◆ YOUR ASSIGNMENT
Reproduce the passage of the insomnia case text word for word, starting with "Gladys had no" and going on through "with limited success.".

◆ TEXT SEGMENT
Insomnia due to chronic medical conditions

Paula is a 60-year-old lady with a 3 year history of difficulty initiating and maintaining sleep, which is associated with daytime tiredness. Her main medical problems include osteoarthritis and osteoporosis requiring a left knee replacement and stable angina.

She normally goes to bed between 10pm-midnight but it takes her at least 1½ hour to fall asleep. She wakes 2-3 times per night usually with shoulder and lower back pain. Her final wake-up time is about 6am. After that she dozes on and off until 7.30am when she would get up feeling unrefreshed.

Gladys had no history of snoring. She had no history of depression or anxiety. She has some degree of restless legs syndrome at least 2-3 times a week. On occasion she has used some sleeping tablets like temazepam and zolpidem but only with limited success.

◆ COLLECTED DATA
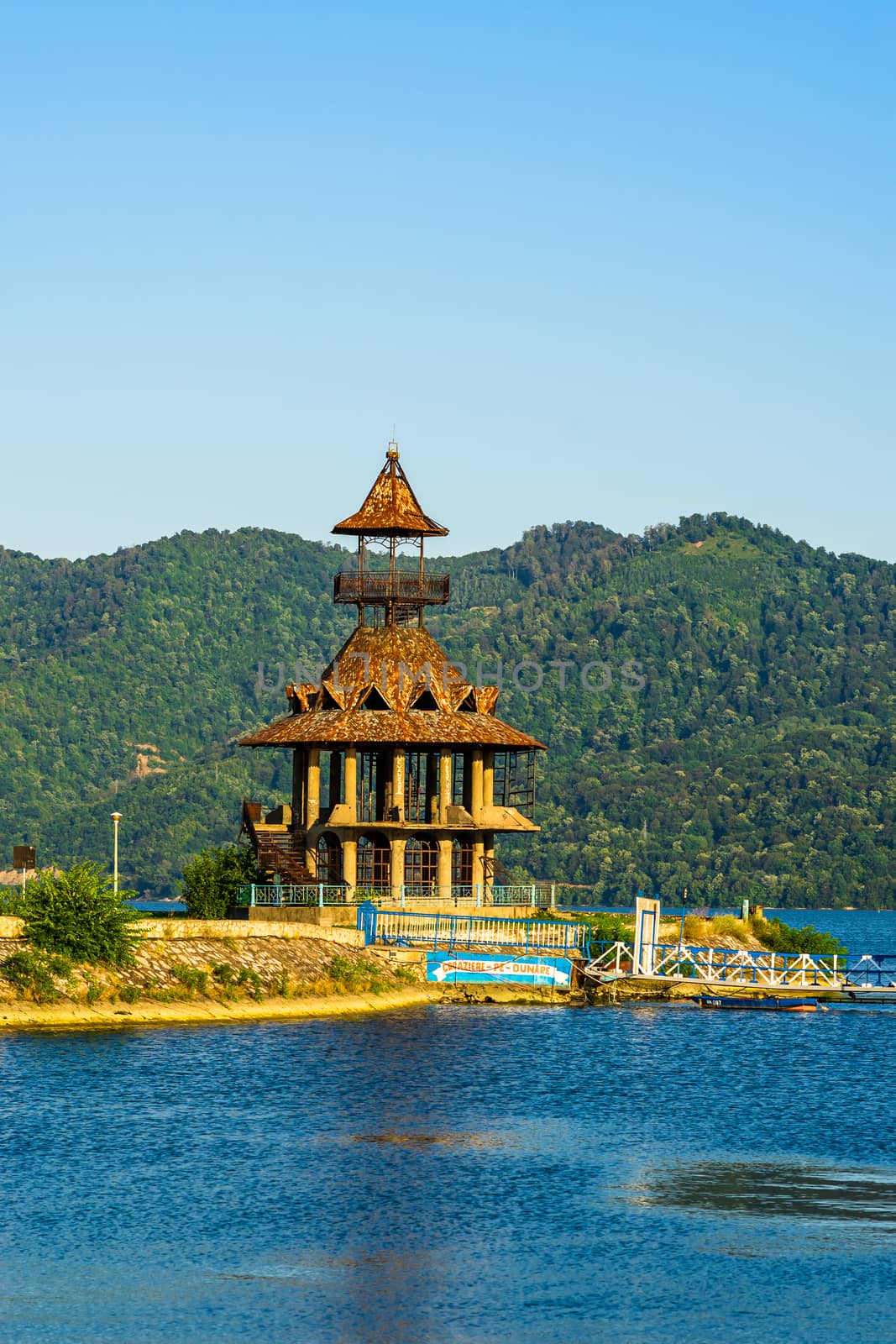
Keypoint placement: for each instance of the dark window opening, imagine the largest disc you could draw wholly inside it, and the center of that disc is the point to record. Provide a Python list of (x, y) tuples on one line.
[(372, 862)]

◆ ANSWER BOX
Gladys had no history of snoring. She had no history of depression or anxiety. She has some degree of restless legs syndrome at least 2-3 times a week. On occasion she has used some sleeping tablets like temazepam and zolpidem but only with limited success.